**Texto proporcionado**
┄┄┄┄┄┄

La versión coreográfica de El reñidero de Sergio De Cecco, con la que el Ballet Contemporáneo inicia su actividad de este año, aparece como una puesta de fuerte contenido dramático y gran potencia visual. Para Alejandro Cervera, responsable del montaje, “las nuevas orillas son las del conurbano, donde se vive una violencia que nada tiene para envidiar a la de los griegos”.

 

Hace bastante tiempo, unos dos mil quinientos años, los griegos se sorprendieron con la historia de una mujer que, movida por la sed de venganza, conspiró con su hermano para asesinar a su madre. Se llamaba Electra y semejante crimen tenía sus motivos: la madre, Clitemnestra, había asesinado a su esposo, el rey Agamenón, valiéndose de la ayuda de su amante, Egisto. Electra y Orestes eliminaron entonces primero al amante y luego a su propia madre, dando final a una tragedia que –consignada por Esquilo, el primer gran trágico de la cultura occidental– se proyecta hasta nuestros días. Aunque olvidada por siglos, la historia de Electra cobró una fuerza particular en el siglo XX, a partir de las lecturas del psicoanálisis freudiano (que utilizó el mito como contraposición del célebre complejo de Edipo), de Jean-Paul Sartre en su obra Las moscas y del dramaturgo Eugene O’Neill, quien escribió su propia versión, libre y extensa, con el título A Electra le sienta el luto, entre otros tantos autores.

En estas tierras, a mediados de los sesenta, un hasta entonces ignoto dramaturgo, Sergio De Cecco, introdujo a Electra en el mundo del drama criollo, ambientando la tragedia en un universo de malevos y cuchilleros de Palermo, en tiempos del primer centenario. En El reñidero, tal el título de la pieza, la tragedia transcurre en la arena circular de una riña de gallos, donde se recrea el permanente estado de duelo que imperaba en los arrabales porteños, evocando el sometimiento al destino como algo irrevocable, muy parecido al de los antiguos griegos.

La pieza se estrenó con gran éxito en 1964 en la Sala Casacuberta del Teatro San Martín protagonizada por Luis Medina Castro y Elisa Estela con dirección de Santangelo, y fue repuesta por el mismo director en 1977 con la recordada Elena Tasisto en el papel del personaje central. Y tras una gira que la llevó primero a varios países de Hispanoamérica y luego a Rusia, El reñidero se convirtió en una obra emblemática del repertorio del Teatro San Martín.

Ahora, medio siglo después, el coreógrafo Alejandro Cervera tradujo la tragedia de Electra al lenguaje de la danza y creó un espectáculo verdaderamente impactante que estrena el Ballet Contemporáneo en la misma sala Casacuberta.


–¿Cuál fue el germen de su Reñidero?

┄┄┄┄┄┄

**Tareas**
1. Convierte en una lista breve el párrafo del texto sobre El reñidero que empieza con "La pieza se estrenó con gran éxito en 1964" y conserva sus datos principales.
2. Responde estas preguntas según el texto sobre El reñidero:
(a) ¿Con la ayuda de quién asesinó Clitemnestra al rey Agamenón?
(b) ¿En qué año se estrenó la pieza de Sergio De Cecco?
(c) ¿Qué compañía estrena la versión coreográfica de Alejandro Cervera?
3. Escribe la continuación del texto sobre El reñidero a partir del punto en que se interrumpe.
Las líneas no hacen falta para resolver nada.

**Datos sin procesar**
┄┄┄┄┄┄

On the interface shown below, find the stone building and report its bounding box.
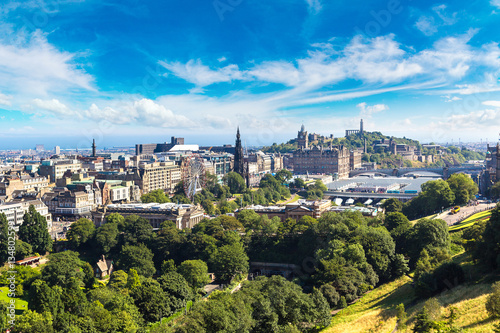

┄┄┄┄┄┄

**Respuestas en orden**
1.
- Estreno: 1964, con gran éxito, en la Sala Casacuberta del Teatro San Martín; protagonistas, Luis Medina Castro y Elisa Estela; dirección, Santangelo.
- Reposición: 1977, con el mismo director y Elena Tasisto en el papel del personaje central.
- Gira: primero por varios países de Hispanoamérica y luego por Rusia.
- Resultado: se convirtió en una obra emblemática del repertorio del Teatro San Martín.

2.
(a) Con la ayuda de su amante, Egisto.
(b) En 1964.
(c) El Ballet Contemporáneo.

3.
–No tenía mucho recuerdo de la versión que se hizo en los setenta, aunque sí la recordaba como una obra reconocida del repertorio del San Martín. Más que nada me atrajo que está inspirada en la Electra de Sófocles, uno de los grandes mitos de la cultura occidental que ha sido tomado por grandes autores de la cultura del siglo XX. Estos mitos fundacionales para el mundo occidental me atraen mucho así como ese nivel de tragedia desorbitada, y también el camino que hizo De Cecco, quien ubica la tragedia en la Buenos Aires orillera y violenta de 1905. Personalmente, imagino la historia en las nuevas orillas de Buenos Aires que son las del conurbano bonaerense, ya que Palermo hace rato que dejó de ser el barrio de malevos que inspiró a Borges. La violencia de los griegos sigue apareciendo en las familias poderosas y también en las de las clases con menos recursos. Por eso le pedí a Zypce, quien se encargó de la música y el sonido, que usara la cumbia, un ritmo que, además de escucharse en esos territorios, remite a un estado como dionisiaco. Te transporta a una danza desorbitada, a la pérdida de la conciencia y el desborde de los sentimientos, a las pulsiones, los deseos y las formas violentas.


–Esa violencia se refleja en la intensidad dramática de la danza.

–Desde el inicio imaginé un paisaje de cuchillos. Por eso insistí que necesitaba los cuchillos desde el principio, al inicio de los ensayos. Y después aparecieron los revólveres, como una forma de dar cuenta de la violencia que es el signo de la puesta.


–¿Era casi inevitable la inclusión del tango en la música?

–Me parece que el bandoneón es emblemático e icónico de lo argentino y está muy vinculado al tango. Por eso la inserción de un bandoneonista en vivo. Pero además Zypce realizó un trabajo extraordinario con tangos de la década del veinte pertenecientes a la colección del Instituto Nacional de Musicología, que yo había utilizado hace ya tiempo, en mi obra Tango Vitrola. Pero además estará en escena el percusionista Arauco Yepes, un artista extraordinario, con quien trabajé en La niña helada, una ópera de Patricia Martínez que dirigí en el Centro Cultural Recoleta, y quise que participara de este proyecto. La música y el sonido provocan una gran intensidad en los bailarines, en los movimientos, y operó también en ciertos niveles de actuación.


¿Cuál es la marca que define a El reñidero en relación a sus obras anteriores?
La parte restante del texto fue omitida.